Update README.md

b75b925 verified about 1 month ago

3.6 kB

	---
	license: apache-2.0
	datasets:
	- TucanoBR/GigaVerbo-Text-Filter
	language:
	- pt
	metrics:
	- accuracy
	library_name: transformers
	pipeline_tag: text-classification
	tags:
	- text-quality
	- portuguese
	widget:
	- text: "Os tucanos são aves que correspondem à família Ramphastidae, vivem nas florestas tropicais da América Central e América do Sul. A família inclui cinco gêneros e mais de quarenta espécies diferentes. Possuem bicos notavelmente grandes e coloridos, que possuem a função de termorregulação para as muitas espécies que passam muito tempo na copa da floresta exposta ao sol tropical quente."
	example_title: Sample 1
	- text: "12 de março de 2021 \| São Paulo 8 de agosto de 1999 \| Porto Alegre 25 de dezembro de 2022 \| Rio de Janeiro 17 de julho de 1985 \| Lisboa 4 de outubro de 2010 \| Belo Horizonte 23 de setembro de 1978 \| Paris 14 de fevereiro de 2003 \| Nova Iorque 19 de junho de 1994 \| Brasília 5 de novembro de 2009 \| Curitiba 30 de abril de 2015 \| Buenos Aires"

# Material to process:
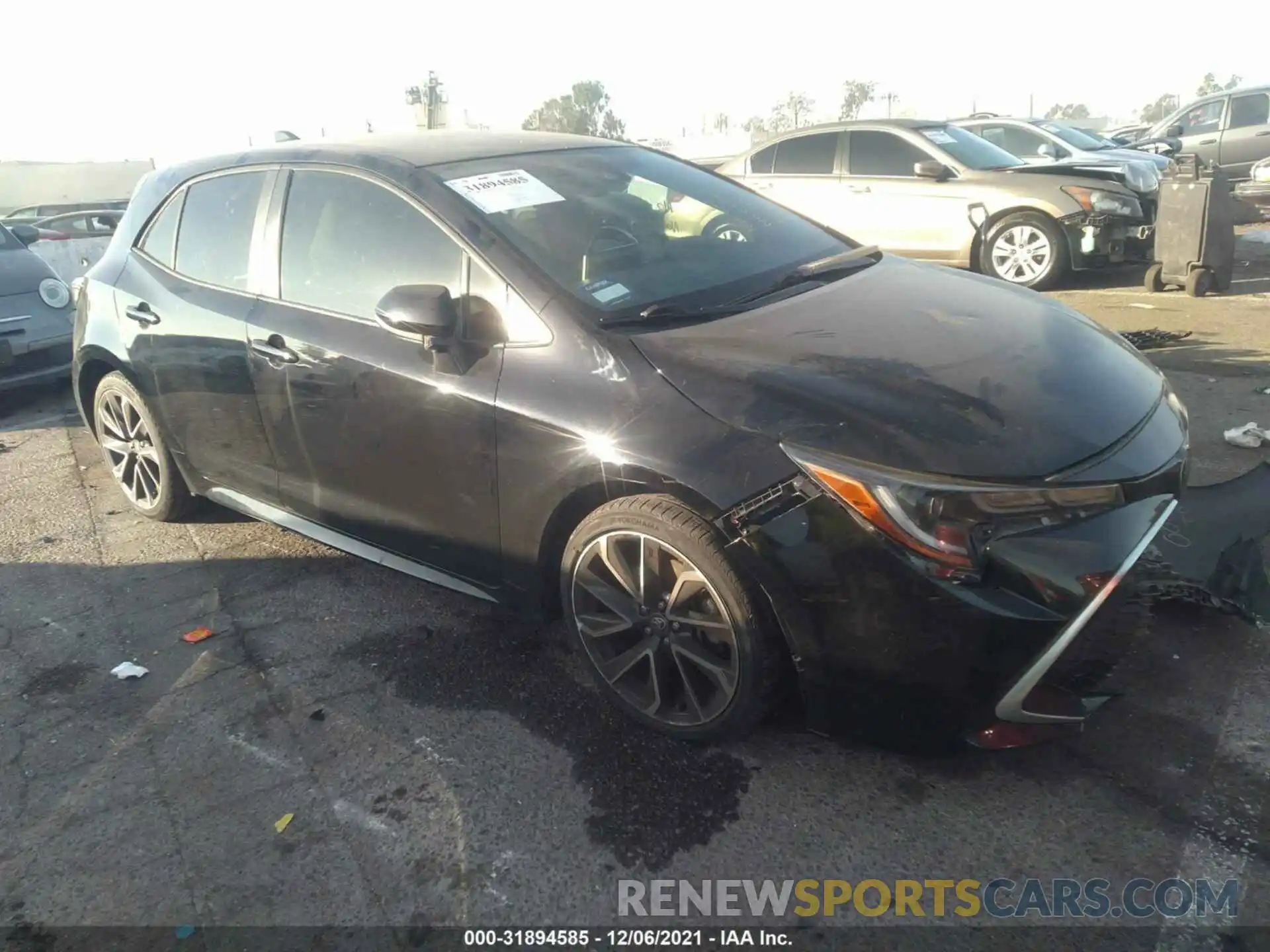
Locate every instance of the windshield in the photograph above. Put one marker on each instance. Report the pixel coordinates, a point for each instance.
(622, 227)
(1072, 136)
(970, 150)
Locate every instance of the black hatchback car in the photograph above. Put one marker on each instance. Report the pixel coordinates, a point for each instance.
(734, 461)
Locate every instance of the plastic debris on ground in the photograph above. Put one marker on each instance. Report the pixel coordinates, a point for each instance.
(1249, 436)
(128, 670)
(197, 635)
(1146, 339)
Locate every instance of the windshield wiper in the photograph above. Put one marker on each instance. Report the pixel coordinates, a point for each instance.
(855, 258)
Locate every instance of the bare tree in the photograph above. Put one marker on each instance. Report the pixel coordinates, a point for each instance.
(855, 95)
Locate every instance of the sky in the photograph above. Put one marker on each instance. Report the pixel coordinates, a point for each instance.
(168, 80)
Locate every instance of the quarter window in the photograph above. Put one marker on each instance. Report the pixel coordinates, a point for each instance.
(160, 241)
(873, 153)
(761, 161)
(347, 241)
(1250, 111)
(214, 243)
(807, 155)
(1203, 118)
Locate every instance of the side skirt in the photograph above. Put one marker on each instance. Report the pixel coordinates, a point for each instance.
(337, 539)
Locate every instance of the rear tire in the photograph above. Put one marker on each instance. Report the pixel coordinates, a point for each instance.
(1027, 249)
(708, 663)
(136, 452)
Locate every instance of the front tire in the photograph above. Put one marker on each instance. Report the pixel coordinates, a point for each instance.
(1027, 249)
(136, 454)
(673, 636)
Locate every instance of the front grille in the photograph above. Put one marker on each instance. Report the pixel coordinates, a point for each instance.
(32, 361)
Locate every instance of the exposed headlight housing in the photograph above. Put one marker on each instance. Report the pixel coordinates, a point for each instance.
(947, 522)
(55, 294)
(1094, 200)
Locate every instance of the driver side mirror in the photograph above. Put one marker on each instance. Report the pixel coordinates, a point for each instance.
(26, 234)
(427, 310)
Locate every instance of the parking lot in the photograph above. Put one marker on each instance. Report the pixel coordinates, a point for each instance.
(446, 764)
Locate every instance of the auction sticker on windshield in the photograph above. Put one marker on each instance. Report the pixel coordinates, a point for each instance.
(505, 190)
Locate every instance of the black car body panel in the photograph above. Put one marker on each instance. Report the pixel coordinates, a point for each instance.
(479, 461)
(919, 368)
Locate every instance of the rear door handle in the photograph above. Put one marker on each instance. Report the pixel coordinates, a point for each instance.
(142, 314)
(276, 349)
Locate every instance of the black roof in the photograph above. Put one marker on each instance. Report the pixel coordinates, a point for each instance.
(432, 147)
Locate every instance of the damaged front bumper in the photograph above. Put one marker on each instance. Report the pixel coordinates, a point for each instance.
(1100, 240)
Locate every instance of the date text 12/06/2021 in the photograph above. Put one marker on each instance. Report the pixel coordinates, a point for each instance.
(625, 938)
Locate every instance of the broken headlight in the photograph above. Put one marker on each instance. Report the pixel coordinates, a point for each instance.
(948, 521)
(1094, 200)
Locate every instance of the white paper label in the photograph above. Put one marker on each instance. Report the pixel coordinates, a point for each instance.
(606, 291)
(505, 190)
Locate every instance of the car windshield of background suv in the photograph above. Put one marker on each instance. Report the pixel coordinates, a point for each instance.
(596, 221)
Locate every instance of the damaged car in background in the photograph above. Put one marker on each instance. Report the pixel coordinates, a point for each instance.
(34, 314)
(941, 193)
(736, 463)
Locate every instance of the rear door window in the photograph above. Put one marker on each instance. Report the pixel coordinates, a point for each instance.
(214, 244)
(347, 241)
(160, 240)
(807, 155)
(1253, 110)
(874, 153)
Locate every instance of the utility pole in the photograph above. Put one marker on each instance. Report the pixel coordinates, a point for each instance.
(427, 100)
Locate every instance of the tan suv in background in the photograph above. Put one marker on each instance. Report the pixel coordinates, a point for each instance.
(937, 192)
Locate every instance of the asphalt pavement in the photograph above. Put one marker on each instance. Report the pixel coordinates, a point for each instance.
(447, 764)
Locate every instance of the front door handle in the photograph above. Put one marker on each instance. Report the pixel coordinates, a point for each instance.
(276, 349)
(142, 314)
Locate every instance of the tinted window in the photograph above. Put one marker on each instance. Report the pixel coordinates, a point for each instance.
(1202, 118)
(883, 154)
(347, 241)
(620, 227)
(1250, 111)
(968, 147)
(215, 239)
(807, 155)
(160, 241)
(761, 161)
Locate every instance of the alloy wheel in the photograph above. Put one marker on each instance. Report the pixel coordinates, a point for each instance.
(130, 450)
(656, 629)
(1021, 254)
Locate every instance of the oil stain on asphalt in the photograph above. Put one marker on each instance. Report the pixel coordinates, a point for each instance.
(651, 796)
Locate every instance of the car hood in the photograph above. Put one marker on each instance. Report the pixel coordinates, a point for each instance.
(917, 367)
(22, 270)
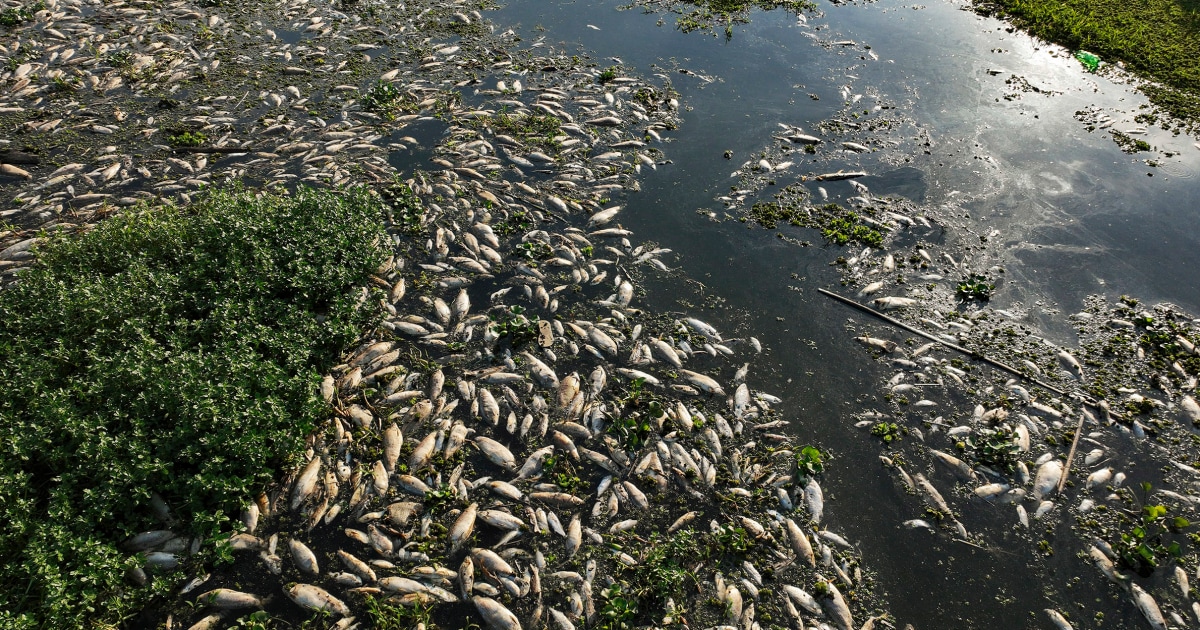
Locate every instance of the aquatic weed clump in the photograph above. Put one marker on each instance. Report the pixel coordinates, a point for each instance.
(174, 353)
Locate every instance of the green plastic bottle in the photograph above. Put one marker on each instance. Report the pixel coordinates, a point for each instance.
(1089, 60)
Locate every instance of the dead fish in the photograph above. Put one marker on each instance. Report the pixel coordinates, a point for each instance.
(305, 483)
(1057, 619)
(1099, 478)
(814, 499)
(462, 528)
(304, 557)
(883, 345)
(702, 382)
(1071, 364)
(799, 543)
(1045, 483)
(1147, 606)
(1191, 409)
(893, 303)
(679, 523)
(835, 606)
(317, 599)
(229, 599)
(496, 453)
(496, 615)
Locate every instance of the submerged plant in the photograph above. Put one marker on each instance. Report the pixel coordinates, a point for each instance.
(171, 354)
(976, 287)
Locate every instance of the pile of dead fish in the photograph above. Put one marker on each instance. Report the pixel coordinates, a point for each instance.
(511, 353)
(473, 425)
(949, 415)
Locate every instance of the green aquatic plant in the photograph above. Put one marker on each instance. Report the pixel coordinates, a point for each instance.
(809, 461)
(168, 355)
(994, 447)
(850, 228)
(976, 287)
(1158, 40)
(187, 138)
(888, 432)
(1150, 538)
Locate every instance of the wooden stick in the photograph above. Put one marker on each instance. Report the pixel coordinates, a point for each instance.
(1085, 400)
(1071, 454)
(967, 352)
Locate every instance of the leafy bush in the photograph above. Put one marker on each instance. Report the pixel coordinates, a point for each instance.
(172, 351)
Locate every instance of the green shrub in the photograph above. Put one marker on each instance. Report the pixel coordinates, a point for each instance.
(173, 351)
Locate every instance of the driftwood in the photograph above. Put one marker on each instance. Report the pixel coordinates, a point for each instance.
(1085, 400)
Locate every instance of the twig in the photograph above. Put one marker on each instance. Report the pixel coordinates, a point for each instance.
(967, 352)
(1071, 454)
(1079, 429)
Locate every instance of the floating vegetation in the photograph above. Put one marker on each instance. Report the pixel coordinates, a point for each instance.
(165, 358)
(1157, 40)
(976, 287)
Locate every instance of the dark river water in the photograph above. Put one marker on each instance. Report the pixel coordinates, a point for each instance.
(1068, 214)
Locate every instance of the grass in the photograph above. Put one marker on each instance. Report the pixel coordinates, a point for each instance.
(171, 352)
(1158, 40)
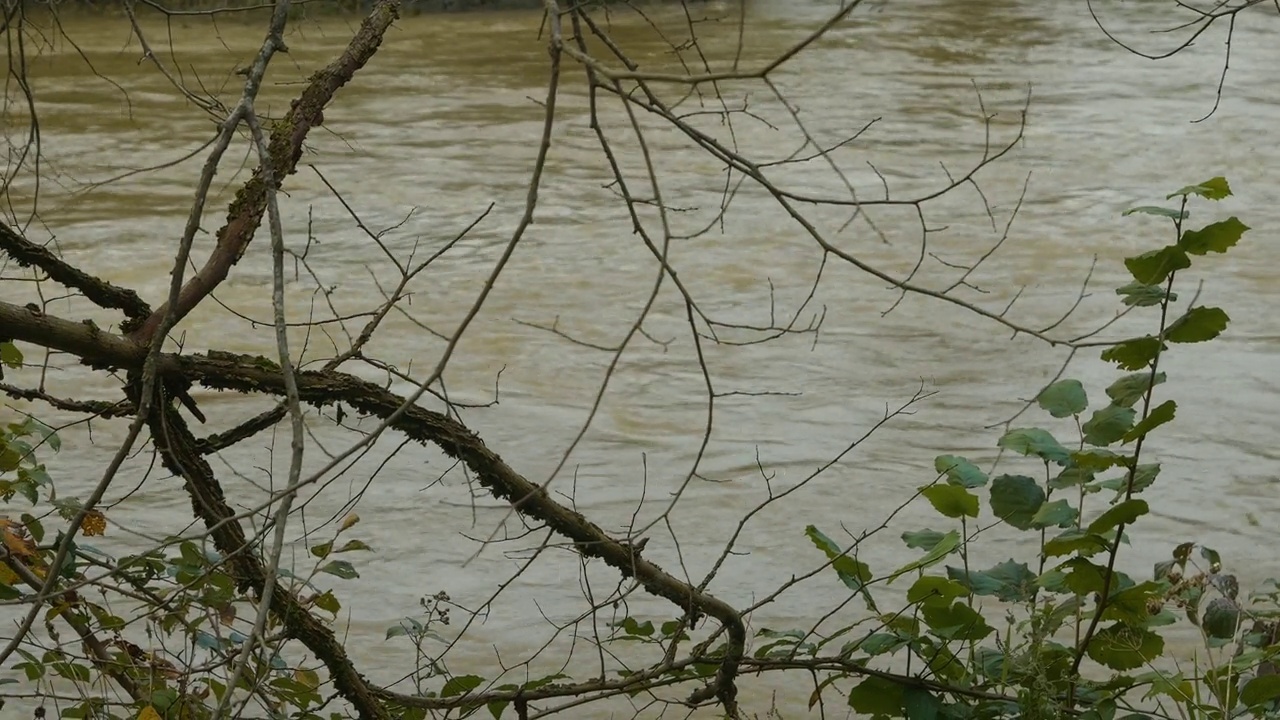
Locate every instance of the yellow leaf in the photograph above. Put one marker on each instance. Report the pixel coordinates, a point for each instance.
(16, 540)
(348, 522)
(309, 678)
(94, 524)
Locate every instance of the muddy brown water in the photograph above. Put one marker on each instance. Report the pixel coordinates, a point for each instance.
(446, 122)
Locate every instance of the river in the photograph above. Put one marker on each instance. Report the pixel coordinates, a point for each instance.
(446, 121)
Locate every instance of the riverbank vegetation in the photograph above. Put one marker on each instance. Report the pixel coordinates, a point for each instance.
(247, 609)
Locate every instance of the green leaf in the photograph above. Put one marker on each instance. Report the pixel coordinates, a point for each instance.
(1142, 479)
(933, 589)
(1015, 499)
(1124, 647)
(1261, 691)
(1057, 514)
(1214, 188)
(1034, 441)
(1121, 514)
(1008, 582)
(1221, 619)
(1132, 605)
(880, 643)
(959, 470)
(1198, 326)
(461, 684)
(342, 569)
(1133, 354)
(1157, 212)
(1215, 237)
(1064, 399)
(877, 696)
(1155, 267)
(1138, 295)
(923, 540)
(1109, 424)
(1162, 414)
(327, 601)
(1075, 541)
(956, 621)
(951, 501)
(1083, 577)
(353, 545)
(1129, 390)
(1070, 477)
(945, 547)
(853, 573)
(10, 355)
(1100, 459)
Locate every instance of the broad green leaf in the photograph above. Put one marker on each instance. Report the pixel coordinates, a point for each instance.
(353, 545)
(1121, 514)
(1198, 326)
(851, 572)
(880, 643)
(1109, 424)
(945, 547)
(1064, 399)
(1036, 441)
(328, 602)
(1157, 212)
(1133, 605)
(920, 703)
(951, 501)
(1070, 477)
(1015, 499)
(1074, 541)
(931, 588)
(1138, 295)
(1162, 414)
(1083, 577)
(877, 696)
(1008, 582)
(1124, 647)
(1057, 514)
(923, 540)
(959, 470)
(342, 569)
(461, 684)
(1215, 237)
(1134, 354)
(1100, 459)
(1129, 390)
(1221, 619)
(956, 621)
(1214, 188)
(1261, 691)
(1142, 479)
(1155, 267)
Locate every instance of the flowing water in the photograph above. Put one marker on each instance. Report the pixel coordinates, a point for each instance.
(446, 122)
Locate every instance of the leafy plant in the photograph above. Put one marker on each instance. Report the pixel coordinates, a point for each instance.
(1075, 634)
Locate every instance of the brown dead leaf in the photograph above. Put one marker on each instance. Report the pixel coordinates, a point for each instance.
(94, 524)
(16, 540)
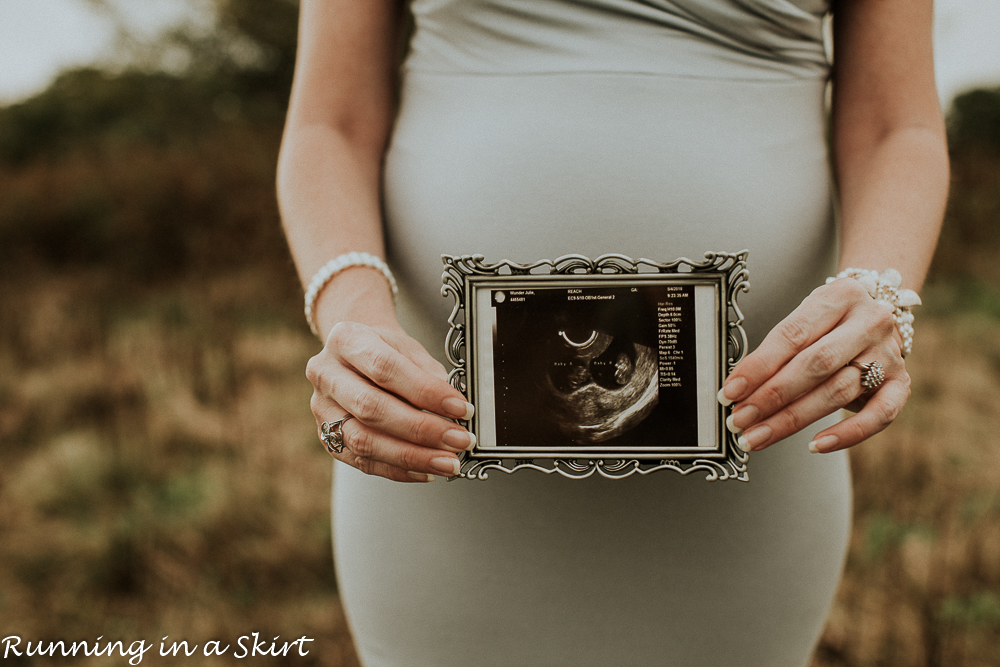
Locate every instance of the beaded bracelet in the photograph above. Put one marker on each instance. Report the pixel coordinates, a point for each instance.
(885, 287)
(335, 266)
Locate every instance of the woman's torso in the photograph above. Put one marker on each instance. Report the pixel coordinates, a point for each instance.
(537, 128)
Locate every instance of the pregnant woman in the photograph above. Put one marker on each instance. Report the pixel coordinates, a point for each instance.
(529, 129)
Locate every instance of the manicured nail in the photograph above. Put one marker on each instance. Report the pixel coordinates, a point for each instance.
(456, 408)
(460, 441)
(754, 438)
(824, 444)
(742, 418)
(446, 465)
(732, 391)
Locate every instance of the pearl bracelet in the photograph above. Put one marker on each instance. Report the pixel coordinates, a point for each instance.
(885, 287)
(335, 266)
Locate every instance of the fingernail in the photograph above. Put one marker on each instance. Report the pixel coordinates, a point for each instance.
(824, 444)
(742, 418)
(460, 441)
(456, 408)
(446, 465)
(732, 391)
(754, 438)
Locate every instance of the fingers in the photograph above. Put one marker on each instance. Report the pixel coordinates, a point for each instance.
(819, 314)
(801, 372)
(820, 362)
(841, 389)
(400, 400)
(374, 453)
(880, 411)
(389, 416)
(388, 367)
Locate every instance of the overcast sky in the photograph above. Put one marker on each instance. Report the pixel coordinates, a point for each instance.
(38, 38)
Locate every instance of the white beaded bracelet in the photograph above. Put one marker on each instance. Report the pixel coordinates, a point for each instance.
(335, 266)
(885, 287)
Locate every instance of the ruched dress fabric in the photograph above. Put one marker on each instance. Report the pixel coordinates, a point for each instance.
(654, 128)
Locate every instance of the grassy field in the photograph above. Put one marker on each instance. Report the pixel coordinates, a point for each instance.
(160, 475)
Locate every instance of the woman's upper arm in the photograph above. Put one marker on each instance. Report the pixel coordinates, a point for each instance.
(883, 73)
(345, 71)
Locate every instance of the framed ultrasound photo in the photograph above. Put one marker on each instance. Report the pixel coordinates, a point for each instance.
(606, 366)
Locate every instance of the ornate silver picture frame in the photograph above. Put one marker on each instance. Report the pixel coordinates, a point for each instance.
(606, 366)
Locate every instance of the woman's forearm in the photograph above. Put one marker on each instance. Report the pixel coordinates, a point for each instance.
(890, 150)
(328, 190)
(892, 200)
(329, 170)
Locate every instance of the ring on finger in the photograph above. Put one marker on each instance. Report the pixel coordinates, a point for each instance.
(872, 374)
(333, 434)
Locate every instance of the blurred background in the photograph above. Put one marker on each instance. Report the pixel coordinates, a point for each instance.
(159, 469)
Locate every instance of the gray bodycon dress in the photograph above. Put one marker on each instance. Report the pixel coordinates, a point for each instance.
(652, 128)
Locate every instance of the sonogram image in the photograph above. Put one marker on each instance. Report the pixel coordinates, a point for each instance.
(582, 366)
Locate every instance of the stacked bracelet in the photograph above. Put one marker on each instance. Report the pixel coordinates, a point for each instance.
(335, 266)
(885, 287)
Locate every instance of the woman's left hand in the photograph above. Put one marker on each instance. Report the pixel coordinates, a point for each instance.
(801, 372)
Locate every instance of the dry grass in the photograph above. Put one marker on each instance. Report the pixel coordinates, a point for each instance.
(159, 475)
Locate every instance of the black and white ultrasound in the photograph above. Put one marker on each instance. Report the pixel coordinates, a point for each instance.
(609, 366)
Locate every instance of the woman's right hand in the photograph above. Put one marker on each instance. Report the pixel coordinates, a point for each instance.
(399, 397)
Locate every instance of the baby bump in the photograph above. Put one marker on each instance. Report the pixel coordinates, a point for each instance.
(530, 166)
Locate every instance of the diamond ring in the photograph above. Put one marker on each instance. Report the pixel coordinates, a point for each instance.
(333, 434)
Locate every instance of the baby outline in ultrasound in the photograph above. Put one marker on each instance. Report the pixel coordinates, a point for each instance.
(597, 386)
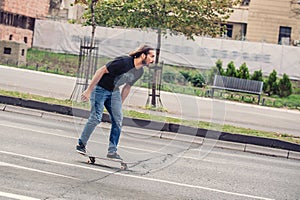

# The tasks:
(1) Report how many lines of the records contain the string "side", treating uppercase and lowercase as different. Give only the number.
(2) Continue the model card for the Portuguese text-quality classifier, starting right after its last line.

# Set of answers:
(1) 2

(2)
	example_title: Sample 2
	---
	# BERTimbau-large-text-filter

	BERTimbau-large-text-filter is a [BERT](https://huggingface.co/neuralmind/bert-large-portuguese-cased) model that can be used to score the quality of a given Portuguese text string. This model was trained on the [GigaVerbo-Text-Filter](https://huggingface.co/datasets/TucanoBR/GigaVerbo-Text-Filter) dataset.

	## Details

	- Size: 334,398,466 parameters
	- Dataset: [GigaVerbo-Text-Filter](https://huggingface.co/datasets/TucanoBR/GigaVerbo-Text-Filter)
	- Language: Portuguese
	- Number of Training Epochs: 3
	- Batch size: 128
	- Optimizer: `torch.optim.AdamW`
	- Learning Rate: 4e-5

	This repository has the [source code](https://github.com/Nkluge-correa/Tucano) used to train this model.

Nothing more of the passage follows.